Exercise 1
Reproduce the passage of the agreement excerpt that starts at "If, in any judicial" and ends at "to be enforced.", keeping every word and mark unchanged.
BEGIN Page text
If, in any judicial proceeding, a court shall refuse to enforce any of the
separate covenants (or any part thereof deemed included in said paragraphs),
then such unenforceable covenant (or such part) shall be deemed eliminated from
this Agreement for the purpose of those proceedings to the extent necessary to
permit the remaining separate covenants (or portions thereof) to be enforced.

            (d) In the event that the provisions of this Section should ever be
deemed to exceed the time, scope or geographic limitations permitted by
applicable laws, then such provisions shall be reformed to the maximum time,
scope or geographic limitations, as the case may be, permitted by applicable
laws.



                                                                             -6-
<PAGE>

            (e) Consultant represents that he is familiar with the covenants not
to compete, not to hire and not to solicit, and is fully aware of and
acknowledges his obligations hereunder, including without limitation, the
reasonableness of the length of time and scope of these covenants. Consultant
acknowledges that breach of Consultant's covenants not to compete and not to
solicit in this Section would cause irreparable injury to the Company, and
agrees that in the event of such breach, the Company shall be entitled to seek
injunctive relief under applicable law without the necessity of proving actual
damages.

        11. No Cooperation. Consultant agrees he will not act in any manner that
might damage the business of the Company. Consultant agrees that he will not
counsel or assist any attorneys or their clients in the presentation,
prosecution or litigation of any disputes, differences, grievances, claims,
charges, or complaints by any third party against the Company and/or any
officer, director, employee, agent, representative, shareholder or attorney of
the Company, unless under a subpoena or other court order to do so. Consultant
agrees to notify the Company if he receives a subpoena or court order as
specified above.

        12. Cooperation. Consultant agrees to assist the Company in good faith
in the presentation, prosecution or litigation of any disputes, differences,
grievances, claims, charges, or complaints by any third party against the
Company and/or any officer, director, employee, agent, representative,
shareholder or attorney of the Company and to be responsive and cooperative in
such event.
END Page text
Exercise 2
How many lines in the entries below contain the string "palm"? Case counts, so give only the number.
BEGIN Data section
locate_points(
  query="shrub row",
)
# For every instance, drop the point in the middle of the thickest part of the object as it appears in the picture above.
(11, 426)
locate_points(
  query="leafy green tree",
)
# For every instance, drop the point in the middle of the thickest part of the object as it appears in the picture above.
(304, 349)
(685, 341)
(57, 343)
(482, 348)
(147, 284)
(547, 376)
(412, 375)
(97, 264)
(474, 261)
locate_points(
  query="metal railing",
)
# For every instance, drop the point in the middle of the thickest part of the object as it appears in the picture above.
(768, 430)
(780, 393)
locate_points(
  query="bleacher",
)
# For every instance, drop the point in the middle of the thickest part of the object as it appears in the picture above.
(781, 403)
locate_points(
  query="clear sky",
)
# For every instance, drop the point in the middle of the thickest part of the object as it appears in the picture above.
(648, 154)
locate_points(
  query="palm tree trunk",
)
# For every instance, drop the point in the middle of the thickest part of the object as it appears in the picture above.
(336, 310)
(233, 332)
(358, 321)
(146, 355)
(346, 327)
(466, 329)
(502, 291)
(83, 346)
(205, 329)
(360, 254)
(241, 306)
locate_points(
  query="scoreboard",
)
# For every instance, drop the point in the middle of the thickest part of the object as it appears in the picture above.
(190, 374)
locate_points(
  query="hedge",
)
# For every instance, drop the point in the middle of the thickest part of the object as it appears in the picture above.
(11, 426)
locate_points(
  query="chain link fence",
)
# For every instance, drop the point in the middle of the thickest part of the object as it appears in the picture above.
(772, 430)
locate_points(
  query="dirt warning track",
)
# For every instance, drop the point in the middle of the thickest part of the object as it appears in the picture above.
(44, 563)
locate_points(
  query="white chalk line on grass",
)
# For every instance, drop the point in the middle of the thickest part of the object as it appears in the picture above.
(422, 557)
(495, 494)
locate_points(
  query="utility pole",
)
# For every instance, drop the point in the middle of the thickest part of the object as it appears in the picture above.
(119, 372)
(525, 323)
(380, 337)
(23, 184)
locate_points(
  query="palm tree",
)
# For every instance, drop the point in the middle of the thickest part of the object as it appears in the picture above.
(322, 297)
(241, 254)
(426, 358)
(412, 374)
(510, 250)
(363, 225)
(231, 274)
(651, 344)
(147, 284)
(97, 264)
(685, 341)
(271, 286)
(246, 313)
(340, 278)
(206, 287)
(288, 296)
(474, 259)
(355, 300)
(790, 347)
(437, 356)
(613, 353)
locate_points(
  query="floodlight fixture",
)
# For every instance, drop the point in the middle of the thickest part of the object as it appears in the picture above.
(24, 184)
END Data section
Task output 1
If, in any judicial proceeding, a court shall refuse to enforce any of the
separate covenants (or any part thereof deemed included in said paragraphs),
then such unenforceable covenant (or such part) shall be deemed eliminated from
this Agreement for the purpose of those proceedings to the extent necessary to
permit the remaining separate covenants (or portions thereof) to be enforced.

Task output 2
2